==== Provided data ====

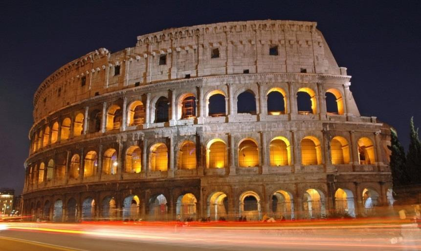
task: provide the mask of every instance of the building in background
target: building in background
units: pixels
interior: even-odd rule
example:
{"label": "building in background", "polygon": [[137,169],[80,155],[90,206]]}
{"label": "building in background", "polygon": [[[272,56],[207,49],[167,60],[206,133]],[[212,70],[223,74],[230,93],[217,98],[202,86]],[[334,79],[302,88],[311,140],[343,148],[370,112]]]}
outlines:
{"label": "building in background", "polygon": [[10,188],[0,188],[0,215],[10,215],[13,208],[15,190]]}

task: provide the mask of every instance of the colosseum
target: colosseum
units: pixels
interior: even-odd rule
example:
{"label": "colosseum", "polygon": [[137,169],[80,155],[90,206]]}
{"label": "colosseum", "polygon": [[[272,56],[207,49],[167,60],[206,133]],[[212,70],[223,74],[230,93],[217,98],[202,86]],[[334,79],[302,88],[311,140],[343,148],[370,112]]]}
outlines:
{"label": "colosseum", "polygon": [[390,127],[360,115],[316,26],[171,28],[62,66],[34,95],[24,213],[291,220],[392,204]]}

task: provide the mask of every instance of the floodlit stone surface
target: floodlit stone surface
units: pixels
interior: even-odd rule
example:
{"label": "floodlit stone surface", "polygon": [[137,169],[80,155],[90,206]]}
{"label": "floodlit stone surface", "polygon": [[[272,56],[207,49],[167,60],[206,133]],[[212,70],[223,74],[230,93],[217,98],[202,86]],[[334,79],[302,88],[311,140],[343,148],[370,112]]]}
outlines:
{"label": "floodlit stone surface", "polygon": [[389,127],[360,115],[316,24],[169,29],[62,67],[34,96],[24,212],[257,220],[387,203]]}

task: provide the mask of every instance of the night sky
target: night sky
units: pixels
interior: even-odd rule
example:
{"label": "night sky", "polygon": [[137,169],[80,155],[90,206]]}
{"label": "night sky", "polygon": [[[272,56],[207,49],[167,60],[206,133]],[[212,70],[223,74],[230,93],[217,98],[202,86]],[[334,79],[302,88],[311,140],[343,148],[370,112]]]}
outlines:
{"label": "night sky", "polygon": [[[34,93],[54,71],[88,52],[135,45],[172,27],[257,19],[314,21],[352,76],[362,116],[421,126],[421,1],[0,1],[0,187],[22,192]],[[310,3],[317,2],[316,4]]]}

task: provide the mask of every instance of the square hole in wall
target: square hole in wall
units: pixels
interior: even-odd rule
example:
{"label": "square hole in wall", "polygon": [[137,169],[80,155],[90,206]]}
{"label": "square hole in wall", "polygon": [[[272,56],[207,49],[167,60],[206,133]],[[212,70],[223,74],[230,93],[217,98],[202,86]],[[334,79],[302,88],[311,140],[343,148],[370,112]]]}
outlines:
{"label": "square hole in wall", "polygon": [[213,48],[211,50],[211,58],[219,58],[219,48]]}

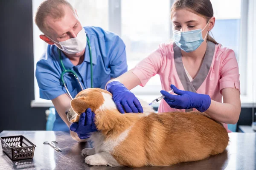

====

» **Given problem**
Copy out every row above character for character, leaving the pictures out of your answer.

» **Response**
task: provide the mask of every instance of the building in background
target: building in background
units: pixels
interior: even-odd rule
example:
{"label": "building in background", "polygon": [[137,169],[80,155],[90,206]]}
{"label": "building in background", "polygon": [[[272,56],[207,49],[167,60],[206,133]],[[212,70],[223,74],[230,93],[217,98],[202,86]],[[334,79],[302,88],[311,140],[343,148],[370,112]]]}
outlines:
{"label": "building in background", "polygon": [[10,188],[0,188],[0,215],[10,215],[13,208],[15,190]]}

task: provide the mask of every instance of the colosseum
target: colosseum
units: pixels
interior: even-odd rule
example:
{"label": "colosseum", "polygon": [[137,169],[80,155],[90,206]]}
{"label": "colosseum", "polygon": [[[272,56],[207,49],[167,60],[206,133]],[[212,70],[223,74],[230,93],[217,98],[202,86]],[[334,79],[302,88],[311,140],[343,148],[370,112]]]}
outlines:
{"label": "colosseum", "polygon": [[390,127],[360,115],[316,26],[171,28],[62,66],[34,95],[24,213],[291,220],[392,204]]}

task: provide the mask of every instance of the floodlit stone surface
target: floodlit stone surface
units: pixels
interior: even-odd rule
example:
{"label": "floodlit stone surface", "polygon": [[137,169],[80,155],[90,206]]}
{"label": "floodlit stone surface", "polygon": [[[272,56],[207,49],[167,60],[206,133]],[[212,70],[223,74],[230,93],[217,98],[202,86]],[[334,79],[302,88],[311,140],[343,148],[370,112]]]}
outlines:
{"label": "floodlit stone surface", "polygon": [[389,127],[360,115],[316,24],[169,29],[62,67],[34,96],[24,212],[257,220],[387,203]]}

task: provide the mask of every instance of the night sky
target: night sky
units: pixels
interior: even-odd rule
example:
{"label": "night sky", "polygon": [[137,169],[80,155],[90,206]]}
{"label": "night sky", "polygon": [[[272,56],[207,49],[167,60],[206,133]],[[212,70],[223,74],[230,93],[217,98],[202,86]],[[334,79],[302,88],[311,140],[343,148],[370,112]]]}
outlines:
{"label": "night sky", "polygon": [[[34,93],[54,71],[88,52],[135,45],[172,27],[257,19],[314,21],[352,76],[362,116],[421,126],[421,1],[0,1],[0,187],[22,192]],[[310,3],[317,2],[316,4]]]}

task: provide the mask of every instance of the square hole in wall
target: square hole in wall
units: pixels
interior: even-odd rule
example:
{"label": "square hole in wall", "polygon": [[137,169],[80,155],[90,206]]}
{"label": "square hole in wall", "polygon": [[[272,56],[207,49],[167,60],[206,133]],[[212,70],[223,74],[230,93],[217,98],[202,86]],[[334,79],[302,88],[311,140],[343,148],[370,112]]]}
outlines:
{"label": "square hole in wall", "polygon": [[213,48],[211,50],[211,58],[219,58],[219,48]]}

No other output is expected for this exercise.